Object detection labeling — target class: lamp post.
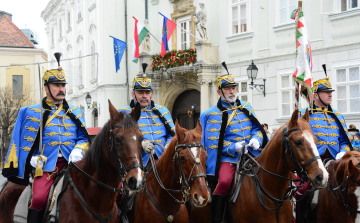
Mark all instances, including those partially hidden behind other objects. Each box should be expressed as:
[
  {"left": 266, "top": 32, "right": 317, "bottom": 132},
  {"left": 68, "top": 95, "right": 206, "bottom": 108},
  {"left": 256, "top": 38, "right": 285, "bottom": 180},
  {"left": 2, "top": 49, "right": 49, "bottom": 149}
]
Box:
[
  {"left": 247, "top": 61, "right": 266, "bottom": 97},
  {"left": 85, "top": 92, "right": 91, "bottom": 108}
]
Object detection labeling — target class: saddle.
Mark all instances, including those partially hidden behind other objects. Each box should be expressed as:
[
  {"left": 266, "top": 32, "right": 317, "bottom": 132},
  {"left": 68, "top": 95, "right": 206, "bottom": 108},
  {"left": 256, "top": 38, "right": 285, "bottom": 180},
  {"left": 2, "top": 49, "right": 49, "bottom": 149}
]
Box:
[{"left": 14, "top": 171, "right": 65, "bottom": 223}]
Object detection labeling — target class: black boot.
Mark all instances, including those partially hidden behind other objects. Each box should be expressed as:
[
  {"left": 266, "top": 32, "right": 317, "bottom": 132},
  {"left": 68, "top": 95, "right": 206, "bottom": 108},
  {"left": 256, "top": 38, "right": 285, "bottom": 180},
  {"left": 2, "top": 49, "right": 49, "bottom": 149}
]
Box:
[
  {"left": 27, "top": 208, "right": 45, "bottom": 223},
  {"left": 210, "top": 194, "right": 226, "bottom": 223}
]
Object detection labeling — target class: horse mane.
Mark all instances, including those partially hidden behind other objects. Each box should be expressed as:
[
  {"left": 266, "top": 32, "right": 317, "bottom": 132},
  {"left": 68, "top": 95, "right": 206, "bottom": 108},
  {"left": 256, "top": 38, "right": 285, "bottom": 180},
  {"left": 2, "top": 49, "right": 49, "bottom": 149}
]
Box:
[
  {"left": 159, "top": 128, "right": 202, "bottom": 166},
  {"left": 84, "top": 111, "right": 137, "bottom": 169}
]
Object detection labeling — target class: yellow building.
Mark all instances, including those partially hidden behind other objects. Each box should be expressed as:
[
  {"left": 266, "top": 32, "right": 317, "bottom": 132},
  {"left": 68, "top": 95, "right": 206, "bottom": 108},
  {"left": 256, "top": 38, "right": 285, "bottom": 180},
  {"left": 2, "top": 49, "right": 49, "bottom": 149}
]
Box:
[{"left": 0, "top": 11, "right": 48, "bottom": 104}]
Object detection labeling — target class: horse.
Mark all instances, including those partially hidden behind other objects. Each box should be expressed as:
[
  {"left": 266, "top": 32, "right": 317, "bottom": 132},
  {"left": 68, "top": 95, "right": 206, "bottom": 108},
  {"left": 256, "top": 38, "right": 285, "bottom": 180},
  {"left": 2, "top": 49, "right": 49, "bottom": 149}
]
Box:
[
  {"left": 307, "top": 151, "right": 360, "bottom": 223},
  {"left": 0, "top": 100, "right": 144, "bottom": 223},
  {"left": 190, "top": 110, "right": 328, "bottom": 223},
  {"left": 128, "top": 121, "right": 209, "bottom": 223}
]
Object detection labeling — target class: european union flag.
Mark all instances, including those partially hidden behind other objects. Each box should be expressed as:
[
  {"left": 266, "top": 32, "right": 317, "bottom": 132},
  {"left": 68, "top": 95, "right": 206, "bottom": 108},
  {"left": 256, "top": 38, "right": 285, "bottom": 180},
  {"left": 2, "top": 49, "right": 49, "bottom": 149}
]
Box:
[{"left": 110, "top": 36, "right": 127, "bottom": 72}]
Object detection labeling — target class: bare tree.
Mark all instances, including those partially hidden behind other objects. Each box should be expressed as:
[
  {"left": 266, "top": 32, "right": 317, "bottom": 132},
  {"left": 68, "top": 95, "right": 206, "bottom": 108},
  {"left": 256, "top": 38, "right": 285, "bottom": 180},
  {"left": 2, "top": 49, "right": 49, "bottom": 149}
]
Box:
[{"left": 0, "top": 85, "right": 34, "bottom": 168}]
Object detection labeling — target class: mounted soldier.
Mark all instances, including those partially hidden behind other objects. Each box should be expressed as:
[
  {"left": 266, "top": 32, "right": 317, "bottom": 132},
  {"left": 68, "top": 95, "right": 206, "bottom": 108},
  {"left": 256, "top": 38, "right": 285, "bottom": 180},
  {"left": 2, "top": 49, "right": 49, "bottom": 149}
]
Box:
[
  {"left": 119, "top": 63, "right": 175, "bottom": 165},
  {"left": 200, "top": 62, "right": 267, "bottom": 222},
  {"left": 2, "top": 53, "right": 91, "bottom": 222},
  {"left": 296, "top": 64, "right": 353, "bottom": 222}
]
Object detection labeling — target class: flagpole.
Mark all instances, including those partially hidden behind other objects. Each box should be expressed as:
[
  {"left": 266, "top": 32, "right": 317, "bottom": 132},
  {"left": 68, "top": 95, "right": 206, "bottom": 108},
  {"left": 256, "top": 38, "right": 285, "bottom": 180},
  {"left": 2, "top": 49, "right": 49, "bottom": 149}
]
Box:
[
  {"left": 109, "top": 35, "right": 152, "bottom": 55},
  {"left": 158, "top": 12, "right": 202, "bottom": 41},
  {"left": 295, "top": 0, "right": 302, "bottom": 109}
]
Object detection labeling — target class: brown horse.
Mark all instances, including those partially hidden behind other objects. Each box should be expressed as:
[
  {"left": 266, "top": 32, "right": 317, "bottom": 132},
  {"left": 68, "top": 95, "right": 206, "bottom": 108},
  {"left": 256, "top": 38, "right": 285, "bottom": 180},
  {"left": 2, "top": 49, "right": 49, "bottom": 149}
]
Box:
[
  {"left": 0, "top": 101, "right": 143, "bottom": 223},
  {"left": 191, "top": 110, "right": 328, "bottom": 223},
  {"left": 128, "top": 122, "right": 209, "bottom": 223},
  {"left": 307, "top": 151, "right": 360, "bottom": 223}
]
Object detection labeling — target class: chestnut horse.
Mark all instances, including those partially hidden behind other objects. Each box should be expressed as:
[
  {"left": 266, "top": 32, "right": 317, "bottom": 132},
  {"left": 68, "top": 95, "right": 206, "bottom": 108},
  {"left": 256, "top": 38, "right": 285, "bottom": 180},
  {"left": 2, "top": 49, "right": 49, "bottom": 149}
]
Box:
[
  {"left": 0, "top": 101, "right": 143, "bottom": 223},
  {"left": 307, "top": 151, "right": 360, "bottom": 223},
  {"left": 190, "top": 110, "right": 328, "bottom": 223},
  {"left": 128, "top": 121, "right": 209, "bottom": 223}
]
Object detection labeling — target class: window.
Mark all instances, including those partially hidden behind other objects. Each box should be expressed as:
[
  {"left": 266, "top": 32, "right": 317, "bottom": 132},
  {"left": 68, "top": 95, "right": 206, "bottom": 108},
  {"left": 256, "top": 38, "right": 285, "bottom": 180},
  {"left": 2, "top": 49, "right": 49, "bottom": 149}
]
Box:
[
  {"left": 279, "top": 72, "right": 309, "bottom": 117},
  {"left": 91, "top": 41, "right": 96, "bottom": 80},
  {"left": 13, "top": 75, "right": 23, "bottom": 99},
  {"left": 237, "top": 81, "right": 248, "bottom": 101},
  {"left": 78, "top": 0, "right": 82, "bottom": 19},
  {"left": 231, "top": 0, "right": 248, "bottom": 35},
  {"left": 177, "top": 16, "right": 191, "bottom": 50},
  {"left": 59, "top": 19, "right": 62, "bottom": 39},
  {"left": 340, "top": 0, "right": 359, "bottom": 12},
  {"left": 68, "top": 11, "right": 71, "bottom": 30},
  {"left": 333, "top": 66, "right": 360, "bottom": 113},
  {"left": 79, "top": 51, "right": 83, "bottom": 87},
  {"left": 51, "top": 27, "right": 55, "bottom": 46},
  {"left": 278, "top": 0, "right": 298, "bottom": 25}
]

*Exercise details*
Return each line of the material above that contains the string "horse", matching case exactly.

*Full response*
Object detection labeling — target class: horse mane.
Object detection labeling — target class: horse.
Object detection labeling — target class: brown horse.
Object detection labeling — target class: chestnut horse.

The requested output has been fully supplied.